Restate all of the data exactly.

-------- Material provided

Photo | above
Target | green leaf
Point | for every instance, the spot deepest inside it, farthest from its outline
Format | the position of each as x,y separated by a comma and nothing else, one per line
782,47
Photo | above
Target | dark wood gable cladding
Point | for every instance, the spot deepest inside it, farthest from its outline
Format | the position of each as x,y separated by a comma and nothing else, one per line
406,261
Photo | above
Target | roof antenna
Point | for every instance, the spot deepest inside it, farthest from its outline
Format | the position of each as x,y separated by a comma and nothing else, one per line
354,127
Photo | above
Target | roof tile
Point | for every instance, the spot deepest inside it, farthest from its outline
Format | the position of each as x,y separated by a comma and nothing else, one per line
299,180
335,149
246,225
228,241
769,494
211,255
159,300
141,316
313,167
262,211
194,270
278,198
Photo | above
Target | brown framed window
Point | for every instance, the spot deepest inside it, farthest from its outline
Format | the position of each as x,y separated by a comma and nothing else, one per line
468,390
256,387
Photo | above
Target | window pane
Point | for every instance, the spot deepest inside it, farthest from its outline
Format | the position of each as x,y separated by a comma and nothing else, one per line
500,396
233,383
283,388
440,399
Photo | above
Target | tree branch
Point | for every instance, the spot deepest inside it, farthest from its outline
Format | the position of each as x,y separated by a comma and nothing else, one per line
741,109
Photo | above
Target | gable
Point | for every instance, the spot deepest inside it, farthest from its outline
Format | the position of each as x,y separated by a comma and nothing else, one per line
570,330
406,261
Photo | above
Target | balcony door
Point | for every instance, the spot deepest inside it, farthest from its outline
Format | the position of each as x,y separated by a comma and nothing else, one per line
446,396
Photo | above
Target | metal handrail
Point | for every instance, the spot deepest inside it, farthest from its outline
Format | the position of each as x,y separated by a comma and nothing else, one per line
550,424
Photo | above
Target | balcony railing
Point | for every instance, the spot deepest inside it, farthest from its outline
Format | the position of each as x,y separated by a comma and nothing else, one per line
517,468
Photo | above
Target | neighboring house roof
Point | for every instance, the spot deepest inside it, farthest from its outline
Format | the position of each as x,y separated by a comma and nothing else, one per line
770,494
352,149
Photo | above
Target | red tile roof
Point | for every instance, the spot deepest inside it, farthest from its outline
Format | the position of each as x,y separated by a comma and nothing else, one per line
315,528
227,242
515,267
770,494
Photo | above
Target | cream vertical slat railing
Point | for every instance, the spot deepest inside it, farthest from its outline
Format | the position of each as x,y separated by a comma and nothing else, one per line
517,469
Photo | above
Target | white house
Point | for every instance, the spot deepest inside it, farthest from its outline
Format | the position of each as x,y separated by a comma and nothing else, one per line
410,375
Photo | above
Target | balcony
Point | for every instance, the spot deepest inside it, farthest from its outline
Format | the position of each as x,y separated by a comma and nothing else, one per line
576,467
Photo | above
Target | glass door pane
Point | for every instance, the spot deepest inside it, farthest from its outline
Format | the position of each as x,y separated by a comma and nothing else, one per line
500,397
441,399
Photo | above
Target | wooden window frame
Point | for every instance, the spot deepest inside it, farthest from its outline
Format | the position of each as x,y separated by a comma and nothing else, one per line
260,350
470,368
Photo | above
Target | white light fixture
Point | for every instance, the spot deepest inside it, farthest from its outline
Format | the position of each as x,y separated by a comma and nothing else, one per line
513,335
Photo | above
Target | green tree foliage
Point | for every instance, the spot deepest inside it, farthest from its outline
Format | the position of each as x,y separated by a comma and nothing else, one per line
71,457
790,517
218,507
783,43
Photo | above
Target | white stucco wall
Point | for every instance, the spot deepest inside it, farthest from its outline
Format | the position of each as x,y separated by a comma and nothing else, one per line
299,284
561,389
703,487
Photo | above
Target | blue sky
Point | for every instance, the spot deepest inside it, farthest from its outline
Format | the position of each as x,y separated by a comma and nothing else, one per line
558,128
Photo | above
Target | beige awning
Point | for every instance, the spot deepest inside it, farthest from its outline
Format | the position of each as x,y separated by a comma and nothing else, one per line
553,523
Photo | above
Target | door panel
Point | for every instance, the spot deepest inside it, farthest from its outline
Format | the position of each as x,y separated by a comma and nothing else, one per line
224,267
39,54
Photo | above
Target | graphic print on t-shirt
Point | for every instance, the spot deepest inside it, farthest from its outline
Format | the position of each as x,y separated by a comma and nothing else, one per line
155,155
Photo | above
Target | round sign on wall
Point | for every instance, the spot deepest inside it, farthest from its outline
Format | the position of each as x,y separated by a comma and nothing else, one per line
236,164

----------------

• [Response to this task]
Photo | above
Target | green leaf
Point | for every instance, the spot deepest inside it, farthest from its outline
Format | the position of each as x,y separated by a comma and nothing else, one per line
782,47
Photo | above
Target | dark wood gable cladding
Point | for every instance, the spot deepest inside it, farthest from its outline
Format | the position of each as x,y separated by a comma and nothing else, one per line
406,261
Photo | above
Target | roof antenna
Point | for every instance, the spot deepest inside it, farthest from its outline
Format | the position of each as x,y separated by a comma and nothing else, one per line
354,127
Photo | above
Target | roof tile
Point | for every instance, the spot deepest inside it, farthest from its outline
Format | the position of each as x,y separated by a comma and nothing else, one per line
299,180
335,149
246,225
228,241
769,494
211,255
159,300
141,316
313,167
262,211
194,270
278,198
Photo | above
Target | brown framed window
Point | for every instance, the spot deepest inside it, farthest from its outline
Format | the position of each as x,y separated by a comma and nothing else, one per line
468,390
256,387
Photo | above
Target | window pane
Point | for every instance, the spot deepest inside it, farthest from its outline
Format | the position of each as x,y separated by a comma and nothing else, one per line
500,396
233,383
283,388
440,399
Photo | above
Target | tree branch
Point | for every instance, the spot deepest inside it, farthest from its outline
Format | the position of each as x,y separated by a comma and nothing else, one per line
741,109
Photo | above
Target | gable
Point | for every instance, the spot deepest inside it, farthest from its outline
Format | the position of each as x,y separated by a comma and nothing else, one per line
570,330
406,261
Photo | above
Target | balcony door
Point | for every instance, the spot deepest inside it, farthest from its outline
Format | the position of each as x,y separated by a comma and nothing else, one per line
446,396
Photo | above
Target | metal handrail
Point | for every instance, the spot deepest inside it, farthest from its outline
Format | the position of each as x,y separated by a comma and nothing else, one per line
550,424
Photo | above
Target | balcony railing
Point | for every instance, the spot deepest inside it, farthest from its outline
Format | the position of each as x,y separated by a comma and nothing else, one per line
517,468
Photo | above
Target | neighboring house roof
Point | for every instance, the spot deepest inside it, farthest from its outline
Format | the position of each as x,y separated by a comma and nothing else, one per line
770,494
352,149
Photo | above
Target | red tile roof
Point | for every instance, the spot deepest inside it, farthest from its outline
Format | the position of each as x,y separated by a comma and nothing else, one per line
315,528
227,242
515,267
770,494
Photo | above
Target | cream vertical slat railing
Point | for every instance, the spot deepest inside it, farthest from its outline
Format | the position of each as x,y separated by a comma and nothing else, one per line
517,469
Photo | above
Target | white house
Point | for every instance, the spot deepest inside it, farthest from its outline
Format | the position of each as x,y separated by a comma and nothing else, one per line
410,375
Photo | above
Target | balcony
Point | for every instance, the spot deepest inside it, farthest from its outline
Format | the position of each as x,y separated by a comma and nothing else, one per line
576,467
Photo | above
Target | glass door pane
Point | for every instance, the spot deepest inside it, farthest from its outline
Format | the position of each as x,y separated by a comma and nothing else, one per line
500,397
441,399
Photo | above
Target | wooden window frame
Point | for every instance, the spot deepest inside it, farthest from its outline
Format | the position of each as x,y separated by a comma and nothing else, one per line
260,350
470,368
Photo | above
Target | white light fixture
Point | for every instance, the spot deepest inside it, farthest from its outline
Format | the position of each as x,y separated by a comma and nothing else, one per line
513,335
Photo | above
Target | green tree foliage
Point | for every instance, the spot deepest inside it, farthest from its outline
Format | the position of each as x,y separated by a comma and nothing else, one per line
71,457
790,517
218,507
783,43
Photo | above
Target | white stucco wall
Point | for every instance, the spot deepest inside it, farthest from its outline
Format | the position of each as x,y separated by a comma and nothing else, one per line
299,284
561,389
703,487
Photo | above
Target | blue sky
Point | for every instance, the spot deepest inside it, farthest from its outline
Format | the position of each as x,y separated by a comma and nothing else, one per line
558,128
Photo | above
Target | beige awning
Point | for every instance, the spot deepest inside it, farthest from its outline
Format | the position of each as x,y separated by a comma and nothing else, one per line
553,523
Photo | above
Target | door panel
Point | for every instance, the spot deepest inside it, farthest from its outline
Format | the position of each as x,y separated by a comma and nothing else, one per line
224,267
39,54
Photo | above
Target | graphic print on t-shirt
Point | for every instance, the spot deepest inside it, farthest from its outline
Format | the position of each as x,y separated by a comma and nothing else, one per line
155,155
Photo | above
Target | round sign on wall
Point | for every instance, the spot deepest inside it, farthest from its outline
Format | the position of each as x,y separated by a comma and nothing else, one per line
236,164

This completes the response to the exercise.